◆ STATED PROBLEM:
Without including any pictures, write out the listing below exactly.

◆ RECORDS TO PROCESS:
○ ○ ○ ○

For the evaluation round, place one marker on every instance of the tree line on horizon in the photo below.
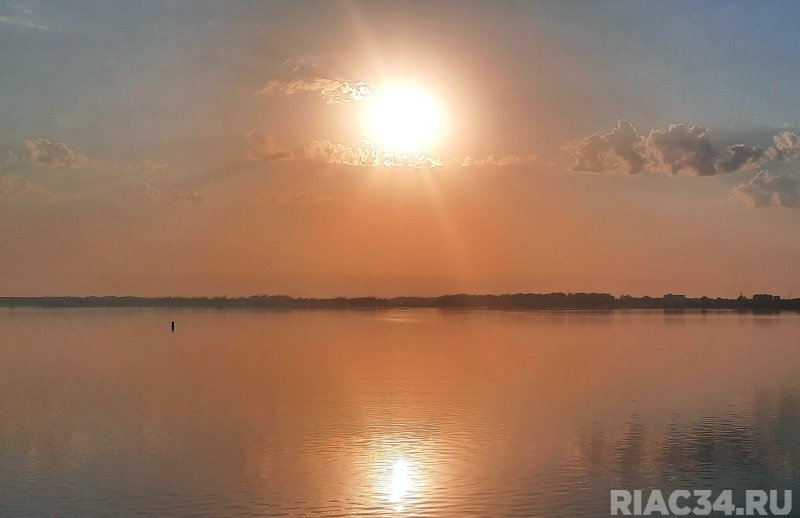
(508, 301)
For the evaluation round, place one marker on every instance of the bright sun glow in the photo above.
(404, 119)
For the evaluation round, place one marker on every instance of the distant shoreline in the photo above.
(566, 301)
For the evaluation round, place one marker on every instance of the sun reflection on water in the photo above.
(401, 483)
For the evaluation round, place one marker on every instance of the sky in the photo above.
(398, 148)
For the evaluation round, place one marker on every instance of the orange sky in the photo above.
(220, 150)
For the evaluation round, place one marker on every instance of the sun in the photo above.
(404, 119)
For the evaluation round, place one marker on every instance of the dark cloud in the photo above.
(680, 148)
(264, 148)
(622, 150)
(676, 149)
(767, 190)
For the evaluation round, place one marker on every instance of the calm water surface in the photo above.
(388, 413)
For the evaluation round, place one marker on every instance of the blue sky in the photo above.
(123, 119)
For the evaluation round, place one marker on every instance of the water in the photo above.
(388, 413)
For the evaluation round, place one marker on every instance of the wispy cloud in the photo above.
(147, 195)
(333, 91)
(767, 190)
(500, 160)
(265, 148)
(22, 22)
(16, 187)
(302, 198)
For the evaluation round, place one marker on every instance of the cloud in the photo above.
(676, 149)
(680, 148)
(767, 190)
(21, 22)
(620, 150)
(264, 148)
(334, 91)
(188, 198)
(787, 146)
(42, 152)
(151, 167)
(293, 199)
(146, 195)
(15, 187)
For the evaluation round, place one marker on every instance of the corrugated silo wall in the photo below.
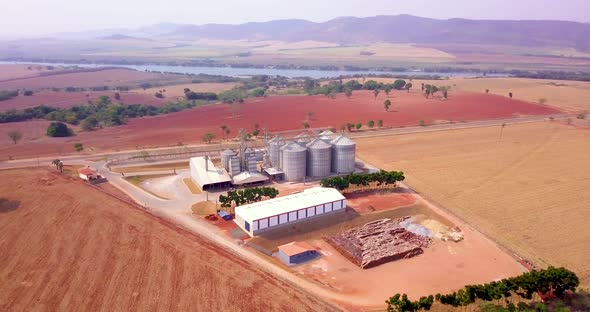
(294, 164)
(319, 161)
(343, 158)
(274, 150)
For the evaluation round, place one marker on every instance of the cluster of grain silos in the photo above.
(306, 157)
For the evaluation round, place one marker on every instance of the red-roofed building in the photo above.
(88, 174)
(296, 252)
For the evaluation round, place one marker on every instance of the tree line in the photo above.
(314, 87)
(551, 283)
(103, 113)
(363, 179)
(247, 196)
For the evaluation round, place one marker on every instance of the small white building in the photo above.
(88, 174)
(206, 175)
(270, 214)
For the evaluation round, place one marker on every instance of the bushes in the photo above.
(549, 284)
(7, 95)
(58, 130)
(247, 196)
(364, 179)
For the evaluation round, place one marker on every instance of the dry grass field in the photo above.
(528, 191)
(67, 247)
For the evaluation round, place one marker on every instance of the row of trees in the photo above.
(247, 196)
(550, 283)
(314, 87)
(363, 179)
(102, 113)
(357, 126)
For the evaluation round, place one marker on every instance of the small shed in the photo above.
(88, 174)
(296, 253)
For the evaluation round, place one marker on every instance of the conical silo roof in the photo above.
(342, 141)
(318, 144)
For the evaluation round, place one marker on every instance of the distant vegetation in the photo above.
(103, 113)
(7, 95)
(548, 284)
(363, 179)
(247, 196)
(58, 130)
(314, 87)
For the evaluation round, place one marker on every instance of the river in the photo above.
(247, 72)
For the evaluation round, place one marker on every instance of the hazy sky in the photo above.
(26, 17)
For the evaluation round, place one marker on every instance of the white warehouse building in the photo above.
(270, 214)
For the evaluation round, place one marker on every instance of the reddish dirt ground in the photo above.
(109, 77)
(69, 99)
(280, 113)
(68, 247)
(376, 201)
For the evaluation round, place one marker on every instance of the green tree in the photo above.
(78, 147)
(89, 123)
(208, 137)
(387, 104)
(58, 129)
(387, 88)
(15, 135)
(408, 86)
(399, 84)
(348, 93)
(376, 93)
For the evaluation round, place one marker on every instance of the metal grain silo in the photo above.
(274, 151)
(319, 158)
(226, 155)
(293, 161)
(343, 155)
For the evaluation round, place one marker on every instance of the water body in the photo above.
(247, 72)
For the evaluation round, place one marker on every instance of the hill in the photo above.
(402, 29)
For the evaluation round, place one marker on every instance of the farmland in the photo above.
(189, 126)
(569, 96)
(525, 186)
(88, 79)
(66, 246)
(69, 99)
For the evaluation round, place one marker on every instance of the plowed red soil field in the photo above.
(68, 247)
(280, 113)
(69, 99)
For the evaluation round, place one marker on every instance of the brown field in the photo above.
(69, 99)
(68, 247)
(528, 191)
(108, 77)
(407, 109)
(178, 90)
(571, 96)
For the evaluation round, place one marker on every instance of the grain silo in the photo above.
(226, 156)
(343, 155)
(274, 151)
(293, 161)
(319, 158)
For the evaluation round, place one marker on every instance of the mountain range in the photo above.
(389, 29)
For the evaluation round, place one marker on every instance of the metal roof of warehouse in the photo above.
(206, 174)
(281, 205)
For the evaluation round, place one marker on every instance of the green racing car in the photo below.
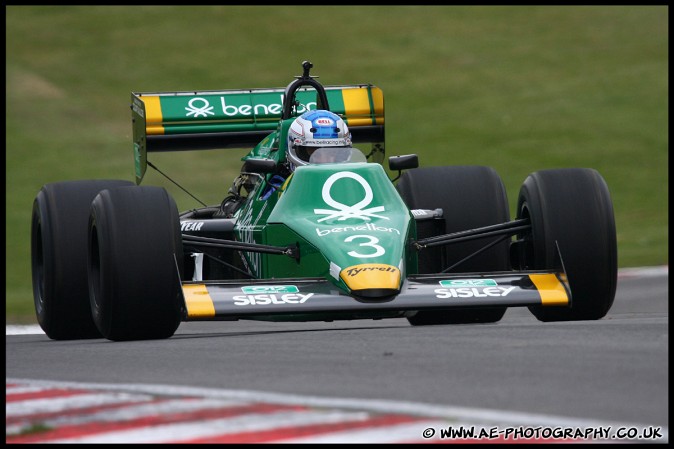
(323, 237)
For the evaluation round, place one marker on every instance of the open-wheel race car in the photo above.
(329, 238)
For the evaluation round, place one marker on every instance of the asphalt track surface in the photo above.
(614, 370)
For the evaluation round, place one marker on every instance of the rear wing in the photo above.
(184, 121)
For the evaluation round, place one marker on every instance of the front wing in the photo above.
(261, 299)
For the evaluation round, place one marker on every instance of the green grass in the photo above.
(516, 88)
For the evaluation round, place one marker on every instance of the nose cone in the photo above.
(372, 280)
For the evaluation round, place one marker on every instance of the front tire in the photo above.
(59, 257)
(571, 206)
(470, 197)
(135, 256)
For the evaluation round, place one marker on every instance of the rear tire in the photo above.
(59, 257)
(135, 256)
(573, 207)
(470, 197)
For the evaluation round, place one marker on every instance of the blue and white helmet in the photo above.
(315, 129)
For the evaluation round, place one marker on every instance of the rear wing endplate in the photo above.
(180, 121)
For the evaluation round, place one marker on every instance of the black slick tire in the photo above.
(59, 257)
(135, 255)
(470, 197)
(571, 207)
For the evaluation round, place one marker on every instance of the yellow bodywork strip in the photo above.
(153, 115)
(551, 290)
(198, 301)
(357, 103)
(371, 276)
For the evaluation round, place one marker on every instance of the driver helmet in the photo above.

○ ○ ○ ○

◆ RESULT FOR THIS TASK:
For the evaluation round, place one marker on every instance of the tree line on horizon in the photo below.
(508, 301)
For the evaluation round, place one marker on every instance of the bright sun glow in the photo above.
(404, 119)
For the evaluation round, place one marker on every instance of the distant shoreline in the photo above.
(566, 301)
For the evaluation round, place one marker on every instance of the sun reflection on water in the photo above.
(401, 483)
For the evaluation round, place one marker on every instance of the sky in the photo above.
(398, 148)
For the evaluation round, place one marker on every instance of the orange sky in the photo above.
(220, 150)
For the evaluation round, place one marker on every instance of the sun in the photo above.
(404, 119)
For the evaluation round, place one marker on every instance of the dark cloud in the photo above.
(680, 148)
(264, 148)
(622, 150)
(676, 149)
(767, 190)
For the evaluation round, place one marker on every instance of the calm water surface in the photo above.
(388, 413)
For the evaluation round, place one marker on every instance of the blue sky in the photo above.
(123, 119)
For the evaluation round, place one marker on every instance of the water in the photo above.
(388, 413)
For the evaluation round, place one marker on every instance of the wispy cloud in the photo above.
(147, 195)
(333, 91)
(767, 190)
(500, 160)
(265, 148)
(22, 22)
(16, 187)
(302, 198)
For the evaluation round, place one marker on every instance of the cloud in the photo above.
(676, 149)
(680, 148)
(767, 190)
(21, 22)
(620, 150)
(264, 148)
(334, 91)
(188, 198)
(787, 146)
(42, 152)
(151, 167)
(293, 199)
(146, 195)
(15, 187)
For the evaluation round, place one marker on every instance of the corrugated silo wall in the photo below.
(294, 164)
(319, 161)
(343, 158)
(274, 150)
For the evaluation round, place one marker on every instance of the cluster of grain silos in the photo above.
(306, 157)
For the evaluation round, place one marker on every instance of the red-roofed building in the photo above.
(88, 174)
(296, 252)
For the evaluation round, place one marker on every instance of the tree line in the photo above.
(314, 87)
(551, 283)
(103, 113)
(363, 179)
(247, 196)
For the evaluation round, place one marker on every instance of the small white building in the photo above.
(88, 174)
(206, 175)
(270, 214)
For the evaluation round, place one marker on every instance of the bushes in the photo above.
(549, 284)
(7, 95)
(58, 130)
(247, 196)
(364, 179)
For the evaluation round, place one marker on every instance of the dry grass field in the photo above.
(528, 191)
(67, 247)
For the evaluation round, place one marker on every instance of the row of trees in the photo above.
(247, 196)
(550, 283)
(314, 87)
(363, 179)
(102, 113)
(357, 126)
For the evaluation round, place one marker on every instance of the small shed in the photo above.
(88, 174)
(296, 253)
For the evaluation round, place one marker on every instance of the conical silo roof in the photo above.
(342, 141)
(318, 144)
For the evaluation round, place one marker on every instance of the distant vegetation in the photo above.
(103, 113)
(7, 95)
(548, 284)
(363, 179)
(247, 196)
(58, 130)
(314, 87)
For the evaluation round, place one marker on every instance of the river in the photo above.
(247, 72)
For the evaluation round, place one marker on every instance of the hazy sky in the photo above.
(26, 17)
For the evaluation round, place one marker on every instance of the white warehouse building in the photo above.
(270, 214)
For the evaluation round, place one marker on every instance of the reddish dirt ground in the photo above.
(109, 77)
(69, 99)
(280, 113)
(68, 247)
(376, 201)
For the evaluation round, place one marker on every instance of the green tree in the photo above.
(78, 147)
(89, 123)
(208, 137)
(387, 104)
(58, 129)
(387, 88)
(15, 135)
(408, 86)
(399, 84)
(348, 93)
(376, 93)
For the evaluation round, place one marker on every instance of the metal grain silo in the photo above.
(274, 151)
(319, 158)
(226, 155)
(293, 161)
(343, 155)
For the evaluation round, place one marker on every instance of the water body in the photo above.
(247, 72)
For the evaluation round, place one marker on every instance of the hill in the photo above.
(402, 29)
For the evaluation round, place one marker on every instance of the farmland in the photo above.
(189, 126)
(569, 96)
(525, 186)
(88, 79)
(66, 246)
(69, 99)
For the evaluation round, place one marker on every instance of the plowed red soil field in the photo above.
(68, 247)
(280, 113)
(69, 99)
For the evaluation round, place one marker on every instance of the brown field in the photo above.
(69, 99)
(68, 247)
(528, 191)
(108, 77)
(407, 109)
(178, 90)
(571, 96)
For the evaluation round, place one marker on every instance of the grain silo in the photo above.
(226, 156)
(343, 155)
(274, 151)
(293, 161)
(319, 158)
For the evaluation round, place one marker on every instance of the mountain range in the photo above.
(389, 29)
For the evaluation round, place one marker on every instance of the metal roof of warehouse in the photo above.
(206, 174)
(281, 205)
For the evaluation round, place one marker on every instance of the green racing car in the photo below.
(323, 237)
For the evaluation round, place one marker on every instance of the open-wheel race car in the photo above.
(329, 238)
For the evaluation round, place one marker on every instance of the asphalt track surface in the photo above.
(614, 370)
For the evaluation round, place one marker on every instance of the rear wing in the photo above.
(184, 121)
For the evaluation round, place one marker on every instance of the front wing in the photo above.
(261, 299)
For the evaluation round, place one marker on every instance of the green grass in the photo above.
(516, 88)
For the evaluation round, place one marker on every instance of the nose cone in the photo above.
(372, 280)
For the evaluation round, place one marker on every instance of the front tire in the photo above.
(59, 257)
(571, 206)
(470, 197)
(135, 256)
For the evaluation round, place one marker on every instance of the rear tire in the photo above.
(59, 257)
(135, 256)
(573, 207)
(470, 197)
For the evaluation round, place one marker on every instance of the blue and white helmet in the photo above.
(315, 129)
For the evaluation round, place one marker on every instance of the rear wing endplate in the photo above.
(180, 121)
For the evaluation round, place one marker on every instance of the black slick tire in the photo above.
(59, 257)
(135, 255)
(470, 197)
(571, 207)
For the evaluation round, place one marker on every instance of the yellow bodywork strip in the photo above.
(153, 115)
(551, 290)
(198, 301)
(357, 103)
(371, 276)
For the evaluation round, place one marker on every instance of the driver helmet in the photo above.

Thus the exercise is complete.